— start of Material to process —
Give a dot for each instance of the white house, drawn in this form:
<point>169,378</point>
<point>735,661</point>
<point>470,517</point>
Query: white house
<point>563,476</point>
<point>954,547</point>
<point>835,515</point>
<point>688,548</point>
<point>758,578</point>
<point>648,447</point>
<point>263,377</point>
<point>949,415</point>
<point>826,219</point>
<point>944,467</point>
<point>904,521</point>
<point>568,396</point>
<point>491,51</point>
— end of Material to process —
## Stated exercise
Rewrite the material above with "white house" changed to "white building" wherever it occurs, keeping everything else the same.

## Output of the exercise
Give a dot for each instance of the white building, drawn in this form:
<point>169,378</point>
<point>735,661</point>
<point>470,517</point>
Query: white building
<point>563,476</point>
<point>954,547</point>
<point>835,515</point>
<point>688,548</point>
<point>758,578</point>
<point>648,447</point>
<point>263,377</point>
<point>949,415</point>
<point>826,219</point>
<point>944,467</point>
<point>904,521</point>
<point>568,396</point>
<point>491,51</point>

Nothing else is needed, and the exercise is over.